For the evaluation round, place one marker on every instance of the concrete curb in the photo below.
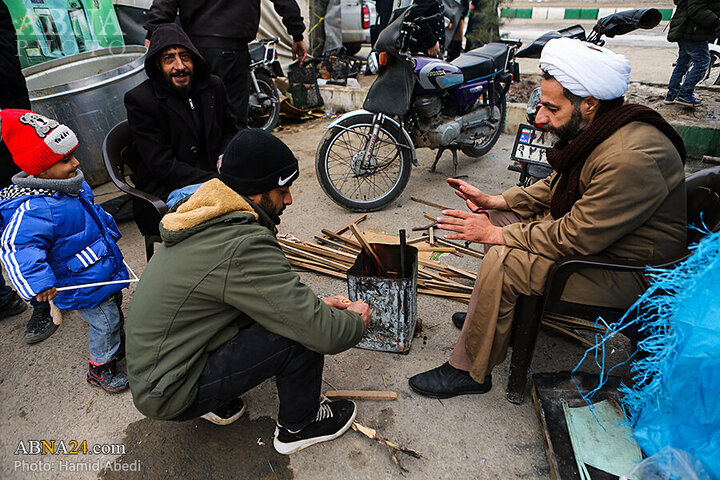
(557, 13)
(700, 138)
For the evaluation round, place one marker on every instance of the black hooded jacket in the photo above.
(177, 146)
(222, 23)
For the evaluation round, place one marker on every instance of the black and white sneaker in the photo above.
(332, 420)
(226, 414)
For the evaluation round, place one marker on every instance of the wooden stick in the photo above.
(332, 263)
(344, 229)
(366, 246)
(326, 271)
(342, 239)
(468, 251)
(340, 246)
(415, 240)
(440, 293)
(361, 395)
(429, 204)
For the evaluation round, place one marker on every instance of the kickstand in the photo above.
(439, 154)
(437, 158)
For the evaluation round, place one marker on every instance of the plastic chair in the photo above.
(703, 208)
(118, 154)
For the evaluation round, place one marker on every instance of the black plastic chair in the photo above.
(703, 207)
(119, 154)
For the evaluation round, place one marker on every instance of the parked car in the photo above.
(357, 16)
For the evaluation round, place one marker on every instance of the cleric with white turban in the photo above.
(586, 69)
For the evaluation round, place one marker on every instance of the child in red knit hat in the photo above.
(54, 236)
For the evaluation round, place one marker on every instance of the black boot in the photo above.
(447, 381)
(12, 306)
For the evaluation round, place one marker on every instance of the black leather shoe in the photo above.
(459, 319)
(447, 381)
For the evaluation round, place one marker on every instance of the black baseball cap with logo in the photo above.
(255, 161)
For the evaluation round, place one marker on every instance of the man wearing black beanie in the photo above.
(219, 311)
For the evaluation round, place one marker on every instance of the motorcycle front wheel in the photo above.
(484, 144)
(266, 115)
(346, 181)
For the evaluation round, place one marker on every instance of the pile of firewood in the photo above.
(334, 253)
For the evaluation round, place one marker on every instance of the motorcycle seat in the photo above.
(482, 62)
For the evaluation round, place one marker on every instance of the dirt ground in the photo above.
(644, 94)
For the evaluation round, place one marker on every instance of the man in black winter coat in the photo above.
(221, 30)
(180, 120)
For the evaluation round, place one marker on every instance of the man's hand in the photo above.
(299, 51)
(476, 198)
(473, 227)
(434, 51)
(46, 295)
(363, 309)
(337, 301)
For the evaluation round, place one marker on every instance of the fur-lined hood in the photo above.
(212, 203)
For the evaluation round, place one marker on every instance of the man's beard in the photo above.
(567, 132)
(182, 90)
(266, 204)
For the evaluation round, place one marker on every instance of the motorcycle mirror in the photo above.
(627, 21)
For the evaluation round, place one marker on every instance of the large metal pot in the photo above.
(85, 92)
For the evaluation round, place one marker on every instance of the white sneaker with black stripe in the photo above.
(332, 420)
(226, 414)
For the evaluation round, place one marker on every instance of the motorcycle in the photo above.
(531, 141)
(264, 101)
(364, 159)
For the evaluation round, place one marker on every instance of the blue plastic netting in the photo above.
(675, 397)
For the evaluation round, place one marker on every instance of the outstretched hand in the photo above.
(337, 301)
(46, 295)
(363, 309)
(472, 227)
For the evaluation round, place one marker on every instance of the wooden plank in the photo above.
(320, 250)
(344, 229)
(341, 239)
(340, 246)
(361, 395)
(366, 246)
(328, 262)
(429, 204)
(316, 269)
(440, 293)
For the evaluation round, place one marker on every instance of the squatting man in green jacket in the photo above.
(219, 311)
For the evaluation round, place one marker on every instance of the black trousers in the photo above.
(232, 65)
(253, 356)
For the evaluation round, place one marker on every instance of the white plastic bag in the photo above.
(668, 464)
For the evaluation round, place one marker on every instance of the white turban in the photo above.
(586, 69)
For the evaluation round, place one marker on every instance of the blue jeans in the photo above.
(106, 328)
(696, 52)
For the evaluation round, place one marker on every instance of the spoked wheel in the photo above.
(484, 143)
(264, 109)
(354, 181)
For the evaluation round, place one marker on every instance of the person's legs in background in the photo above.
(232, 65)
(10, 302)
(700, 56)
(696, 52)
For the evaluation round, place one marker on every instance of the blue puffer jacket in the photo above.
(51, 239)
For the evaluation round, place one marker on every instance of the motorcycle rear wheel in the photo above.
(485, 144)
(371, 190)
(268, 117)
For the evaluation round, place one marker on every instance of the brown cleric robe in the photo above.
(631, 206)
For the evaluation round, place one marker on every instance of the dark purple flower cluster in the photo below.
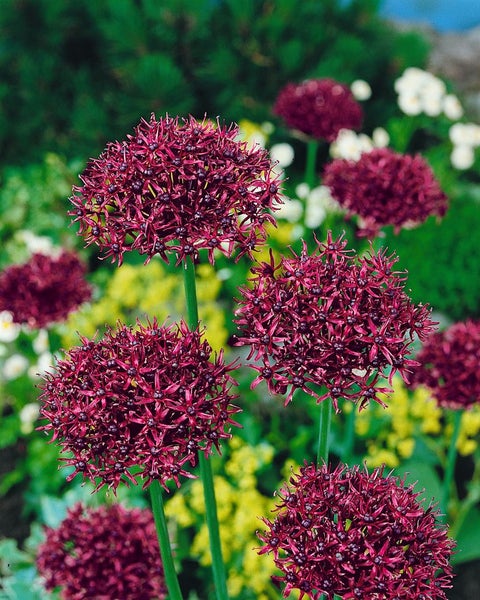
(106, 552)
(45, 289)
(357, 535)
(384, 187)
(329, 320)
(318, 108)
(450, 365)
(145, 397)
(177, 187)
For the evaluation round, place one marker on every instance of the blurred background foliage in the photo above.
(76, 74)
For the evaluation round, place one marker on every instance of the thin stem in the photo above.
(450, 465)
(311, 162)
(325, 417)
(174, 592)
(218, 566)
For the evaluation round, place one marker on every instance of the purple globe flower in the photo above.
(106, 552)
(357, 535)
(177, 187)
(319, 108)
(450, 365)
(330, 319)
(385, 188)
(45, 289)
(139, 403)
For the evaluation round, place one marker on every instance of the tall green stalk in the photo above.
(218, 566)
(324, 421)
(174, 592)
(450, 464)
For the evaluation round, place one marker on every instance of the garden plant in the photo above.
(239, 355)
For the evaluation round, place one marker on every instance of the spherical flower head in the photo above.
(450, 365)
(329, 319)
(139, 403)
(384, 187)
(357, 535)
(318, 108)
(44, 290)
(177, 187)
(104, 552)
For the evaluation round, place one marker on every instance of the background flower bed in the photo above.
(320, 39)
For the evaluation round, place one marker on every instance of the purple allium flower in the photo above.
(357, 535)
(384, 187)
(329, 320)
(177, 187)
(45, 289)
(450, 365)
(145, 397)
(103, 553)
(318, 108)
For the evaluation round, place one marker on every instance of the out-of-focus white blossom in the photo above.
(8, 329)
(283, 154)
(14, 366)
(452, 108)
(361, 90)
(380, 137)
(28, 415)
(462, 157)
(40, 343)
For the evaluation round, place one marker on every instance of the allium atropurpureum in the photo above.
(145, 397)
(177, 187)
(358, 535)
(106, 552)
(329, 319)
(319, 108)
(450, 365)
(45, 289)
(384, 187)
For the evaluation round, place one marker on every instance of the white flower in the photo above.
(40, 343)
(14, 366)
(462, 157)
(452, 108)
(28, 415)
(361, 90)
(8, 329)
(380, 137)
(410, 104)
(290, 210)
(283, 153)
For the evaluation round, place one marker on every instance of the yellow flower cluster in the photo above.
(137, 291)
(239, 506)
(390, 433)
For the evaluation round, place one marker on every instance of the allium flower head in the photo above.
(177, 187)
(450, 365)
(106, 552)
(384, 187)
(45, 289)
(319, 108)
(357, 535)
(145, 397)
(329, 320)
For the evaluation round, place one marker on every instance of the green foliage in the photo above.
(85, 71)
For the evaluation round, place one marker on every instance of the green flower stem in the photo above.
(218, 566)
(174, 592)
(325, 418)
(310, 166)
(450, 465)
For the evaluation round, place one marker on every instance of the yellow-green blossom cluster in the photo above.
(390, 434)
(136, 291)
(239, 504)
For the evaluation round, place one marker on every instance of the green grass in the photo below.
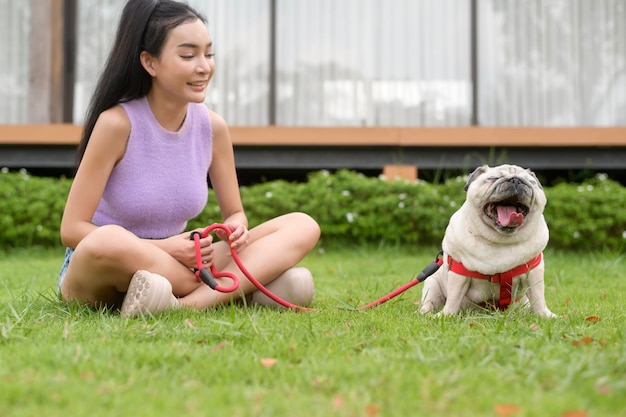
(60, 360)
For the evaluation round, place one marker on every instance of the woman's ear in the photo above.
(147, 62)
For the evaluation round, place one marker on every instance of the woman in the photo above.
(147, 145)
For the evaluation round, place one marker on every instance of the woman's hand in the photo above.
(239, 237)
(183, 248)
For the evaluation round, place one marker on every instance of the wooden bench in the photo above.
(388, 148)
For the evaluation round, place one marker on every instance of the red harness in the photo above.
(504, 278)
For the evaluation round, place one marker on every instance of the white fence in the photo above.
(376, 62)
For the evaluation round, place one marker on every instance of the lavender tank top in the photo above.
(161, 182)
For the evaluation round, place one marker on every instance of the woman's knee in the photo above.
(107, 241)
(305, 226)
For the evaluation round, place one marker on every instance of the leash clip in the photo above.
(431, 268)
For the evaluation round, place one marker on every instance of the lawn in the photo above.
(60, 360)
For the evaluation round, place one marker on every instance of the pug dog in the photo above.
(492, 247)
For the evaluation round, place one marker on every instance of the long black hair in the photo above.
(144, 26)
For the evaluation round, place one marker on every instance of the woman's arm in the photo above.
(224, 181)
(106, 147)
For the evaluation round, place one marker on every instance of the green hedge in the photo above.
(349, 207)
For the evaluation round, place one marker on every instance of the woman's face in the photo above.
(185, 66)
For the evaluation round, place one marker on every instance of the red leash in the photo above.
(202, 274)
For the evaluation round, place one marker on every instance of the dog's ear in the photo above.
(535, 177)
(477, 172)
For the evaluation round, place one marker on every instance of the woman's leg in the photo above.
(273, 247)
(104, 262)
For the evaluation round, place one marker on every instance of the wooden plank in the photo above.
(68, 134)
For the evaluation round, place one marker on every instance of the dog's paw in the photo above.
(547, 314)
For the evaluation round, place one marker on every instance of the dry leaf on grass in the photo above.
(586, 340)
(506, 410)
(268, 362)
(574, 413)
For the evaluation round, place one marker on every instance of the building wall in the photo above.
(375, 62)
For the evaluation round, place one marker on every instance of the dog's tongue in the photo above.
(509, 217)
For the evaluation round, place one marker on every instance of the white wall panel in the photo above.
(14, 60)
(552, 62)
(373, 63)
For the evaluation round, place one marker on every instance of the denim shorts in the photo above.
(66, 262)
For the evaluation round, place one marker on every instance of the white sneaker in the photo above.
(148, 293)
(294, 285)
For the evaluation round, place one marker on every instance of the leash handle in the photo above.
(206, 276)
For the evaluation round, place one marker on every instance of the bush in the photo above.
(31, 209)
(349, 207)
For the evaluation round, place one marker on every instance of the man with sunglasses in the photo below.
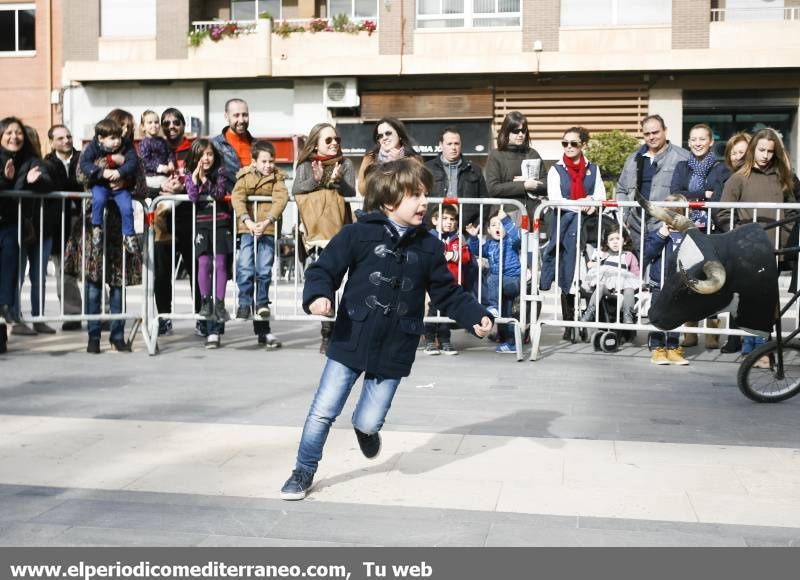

================================

▸ **What needs to be done**
Nothing but the lines from the line containing "panel in the photo above." through the last line of the material may be output, and they must be copied exactly, without pictures.

▸ **Result of this task**
For the evaluation round, place one marker on every instance of the white wall panel in the photo above.
(14, 60)
(552, 62)
(373, 63)
For the evaluation round, place one marker on every instance of the denim shorts in the photo above.
(66, 262)
For the evaluation round, place one marker on every instance of the white sneaker in the photo above.
(148, 293)
(294, 285)
For the evaluation round, place one marker on every instance of the leash handle in the photo above.
(206, 276)
For the evaluation round, place one marker on every instance of the bush in the photo above.
(31, 209)
(349, 207)
For the evaluation round, place one marker on every instance of the man with sunglasses in the photo below.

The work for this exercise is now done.